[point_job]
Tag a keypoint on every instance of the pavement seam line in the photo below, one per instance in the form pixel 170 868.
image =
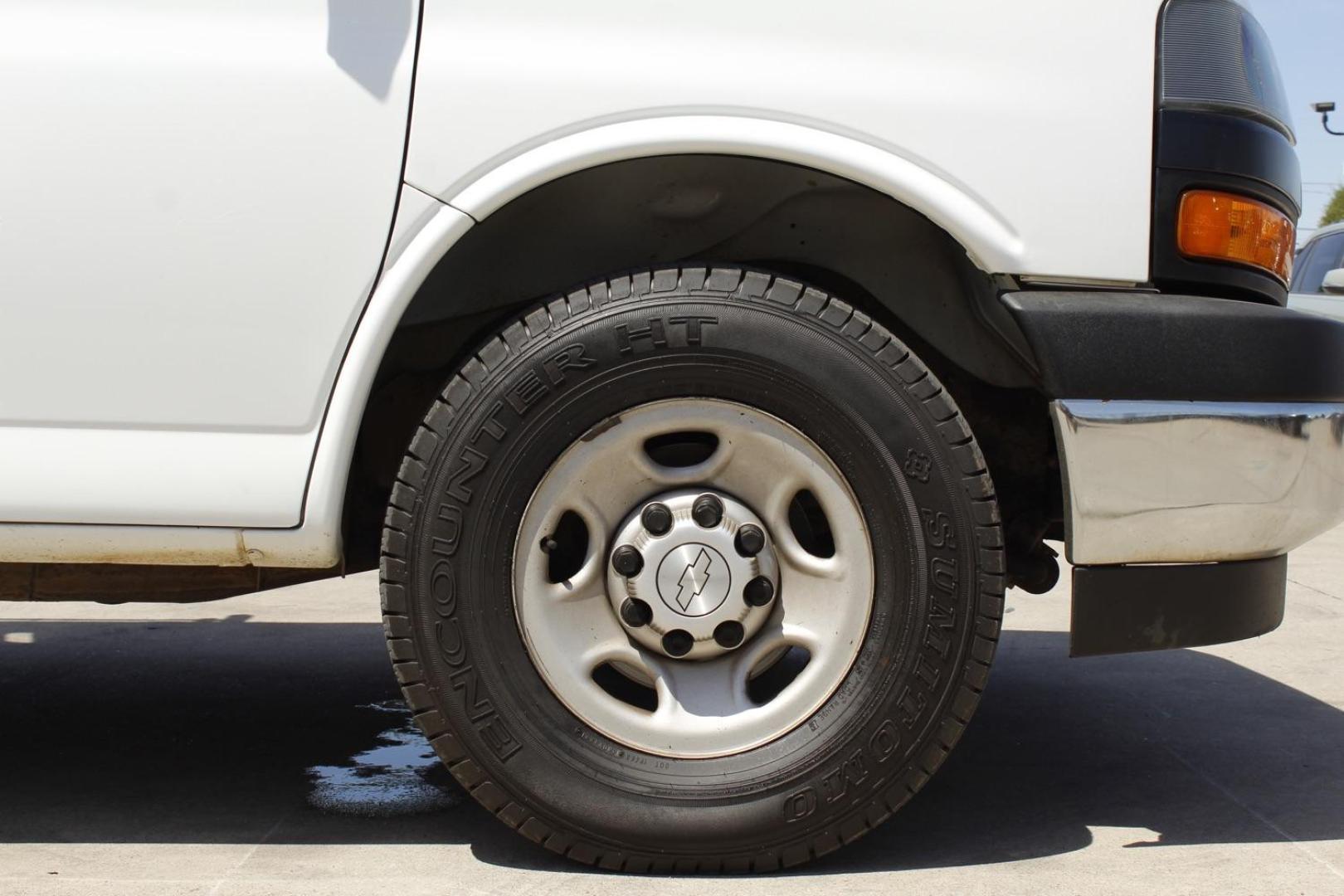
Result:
pixel 1252 811
pixel 1324 594
pixel 251 852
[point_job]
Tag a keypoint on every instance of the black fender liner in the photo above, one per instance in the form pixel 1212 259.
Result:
pixel 1161 347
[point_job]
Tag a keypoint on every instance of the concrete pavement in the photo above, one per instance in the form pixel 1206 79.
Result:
pixel 256 746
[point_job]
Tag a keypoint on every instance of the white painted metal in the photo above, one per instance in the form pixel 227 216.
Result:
pixel 316 542
pixel 194 199
pixel 704 709
pixel 1025 128
pixel 194 204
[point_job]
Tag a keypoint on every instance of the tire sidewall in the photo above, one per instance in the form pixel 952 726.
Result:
pixel 533 402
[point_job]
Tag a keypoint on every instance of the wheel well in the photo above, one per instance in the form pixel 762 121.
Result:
pixel 841 236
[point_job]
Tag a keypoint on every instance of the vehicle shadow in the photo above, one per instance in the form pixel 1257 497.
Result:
pixel 208 733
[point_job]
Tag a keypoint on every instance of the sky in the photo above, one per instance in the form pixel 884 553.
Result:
pixel 1308 38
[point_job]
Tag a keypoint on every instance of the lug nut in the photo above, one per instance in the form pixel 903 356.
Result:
pixel 750 540
pixel 728 635
pixel 678 642
pixel 707 511
pixel 635 613
pixel 626 561
pixel 758 592
pixel 657 519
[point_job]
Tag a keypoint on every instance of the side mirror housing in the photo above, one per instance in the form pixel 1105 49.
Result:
pixel 1333 282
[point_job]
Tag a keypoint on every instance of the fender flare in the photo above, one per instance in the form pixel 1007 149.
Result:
pixel 431 221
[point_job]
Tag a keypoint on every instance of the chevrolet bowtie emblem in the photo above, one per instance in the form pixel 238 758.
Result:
pixel 694 579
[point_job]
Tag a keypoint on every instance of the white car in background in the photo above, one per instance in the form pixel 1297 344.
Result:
pixel 1319 275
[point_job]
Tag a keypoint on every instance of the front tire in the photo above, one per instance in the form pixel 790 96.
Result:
pixel 602 728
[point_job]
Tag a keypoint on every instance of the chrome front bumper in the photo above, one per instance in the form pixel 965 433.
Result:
pixel 1196 481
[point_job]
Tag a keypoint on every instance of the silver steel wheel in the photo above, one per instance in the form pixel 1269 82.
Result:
pixel 693 577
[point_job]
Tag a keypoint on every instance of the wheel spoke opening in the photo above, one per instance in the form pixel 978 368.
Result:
pixel 620 685
pixel 777 672
pixel 566 548
pixel 810 525
pixel 682 449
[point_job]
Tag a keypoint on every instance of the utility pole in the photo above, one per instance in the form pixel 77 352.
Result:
pixel 1326 109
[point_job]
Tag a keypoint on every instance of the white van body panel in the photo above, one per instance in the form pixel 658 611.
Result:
pixel 1038 116
pixel 207 191
pixel 194 206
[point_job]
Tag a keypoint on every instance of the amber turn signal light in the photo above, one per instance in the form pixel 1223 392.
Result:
pixel 1234 229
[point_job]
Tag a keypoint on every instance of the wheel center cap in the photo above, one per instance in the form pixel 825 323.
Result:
pixel 694 579
pixel 694 574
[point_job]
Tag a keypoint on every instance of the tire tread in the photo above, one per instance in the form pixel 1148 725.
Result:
pixel 749 286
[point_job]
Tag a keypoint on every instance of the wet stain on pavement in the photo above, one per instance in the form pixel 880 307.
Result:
pixel 398 776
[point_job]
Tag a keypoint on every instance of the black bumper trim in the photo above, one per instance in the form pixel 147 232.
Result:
pixel 1129 609
pixel 1160 347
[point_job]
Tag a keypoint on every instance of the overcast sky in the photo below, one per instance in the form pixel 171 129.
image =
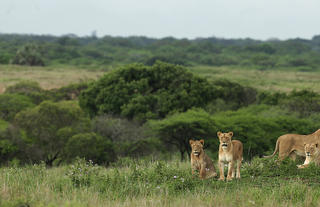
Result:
pixel 258 19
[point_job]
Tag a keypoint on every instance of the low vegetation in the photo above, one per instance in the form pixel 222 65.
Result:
pixel 157 183
pixel 131 124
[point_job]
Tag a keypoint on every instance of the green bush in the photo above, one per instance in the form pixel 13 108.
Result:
pixel 178 129
pixel 142 92
pixel 43 124
pixel 11 104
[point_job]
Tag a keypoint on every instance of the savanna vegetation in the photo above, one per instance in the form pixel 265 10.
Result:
pixel 87 121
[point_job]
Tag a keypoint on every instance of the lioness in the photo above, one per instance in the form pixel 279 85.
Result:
pixel 293 144
pixel 312 153
pixel 230 151
pixel 200 161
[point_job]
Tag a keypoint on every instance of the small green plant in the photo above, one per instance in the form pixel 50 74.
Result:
pixel 82 172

· · · · · · ·

Instructions to follow —
Count the lines in the items above that contain the word "bumper", and give only that number.

Response to this task —
2